Restate word for word the lines from the one containing "Place a point on the wooden" through the end of the listing below, with both ends included.

__________

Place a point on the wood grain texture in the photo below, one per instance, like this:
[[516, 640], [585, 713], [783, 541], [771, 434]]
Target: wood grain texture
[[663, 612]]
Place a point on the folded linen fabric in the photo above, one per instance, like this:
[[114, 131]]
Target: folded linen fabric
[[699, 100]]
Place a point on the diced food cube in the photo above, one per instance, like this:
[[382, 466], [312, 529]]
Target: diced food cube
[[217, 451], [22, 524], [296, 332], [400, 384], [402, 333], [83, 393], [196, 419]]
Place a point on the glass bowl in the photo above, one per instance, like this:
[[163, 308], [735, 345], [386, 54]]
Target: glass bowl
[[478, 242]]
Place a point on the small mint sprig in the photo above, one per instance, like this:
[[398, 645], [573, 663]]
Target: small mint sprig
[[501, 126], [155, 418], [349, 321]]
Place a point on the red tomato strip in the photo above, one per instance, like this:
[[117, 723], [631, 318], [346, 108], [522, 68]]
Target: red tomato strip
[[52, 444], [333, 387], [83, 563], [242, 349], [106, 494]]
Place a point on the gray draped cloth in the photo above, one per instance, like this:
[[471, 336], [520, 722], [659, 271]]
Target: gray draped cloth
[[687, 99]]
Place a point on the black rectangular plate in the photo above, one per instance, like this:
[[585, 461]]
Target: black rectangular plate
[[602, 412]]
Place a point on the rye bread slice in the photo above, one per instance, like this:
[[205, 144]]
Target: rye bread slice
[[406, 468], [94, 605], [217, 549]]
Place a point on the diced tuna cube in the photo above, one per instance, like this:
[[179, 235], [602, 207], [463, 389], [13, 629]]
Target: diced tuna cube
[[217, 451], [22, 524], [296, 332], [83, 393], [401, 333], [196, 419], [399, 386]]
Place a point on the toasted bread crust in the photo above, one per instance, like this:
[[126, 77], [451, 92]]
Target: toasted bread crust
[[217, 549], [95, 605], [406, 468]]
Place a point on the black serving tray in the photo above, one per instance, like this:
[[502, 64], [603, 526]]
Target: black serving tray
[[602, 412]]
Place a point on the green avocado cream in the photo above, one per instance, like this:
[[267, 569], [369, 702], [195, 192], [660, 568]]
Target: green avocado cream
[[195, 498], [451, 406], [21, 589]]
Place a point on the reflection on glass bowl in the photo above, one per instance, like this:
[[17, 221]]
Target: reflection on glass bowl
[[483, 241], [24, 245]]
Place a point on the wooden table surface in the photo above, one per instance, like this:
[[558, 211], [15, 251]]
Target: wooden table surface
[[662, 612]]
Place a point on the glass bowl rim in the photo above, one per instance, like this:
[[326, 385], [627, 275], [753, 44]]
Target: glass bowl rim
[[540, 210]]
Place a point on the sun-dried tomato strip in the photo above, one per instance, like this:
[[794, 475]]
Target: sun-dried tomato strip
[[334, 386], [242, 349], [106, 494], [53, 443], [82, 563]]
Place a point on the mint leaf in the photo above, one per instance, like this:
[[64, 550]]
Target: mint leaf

__________

▶ Output for this exercise
Place a point on the wooden table surface in the photo above, one per instance, like this:
[[558, 211], [15, 251]]
Target: wooden table surface
[[662, 612]]
Place a point on the glass bowl rim in the photo above, one per instance, like this:
[[326, 385], [627, 275], [753, 44]]
Target: glass bowl rim
[[540, 210]]
Place a point on the sun-dried tomato strip in the photo above, one per instance, like this:
[[794, 475]]
Target: sun-dried tomato strip
[[334, 386], [242, 349], [106, 494], [53, 443], [82, 563]]
Place a point on the mint leaf in the photo above, one per instance, like this:
[[64, 550]]
Target: mint leaf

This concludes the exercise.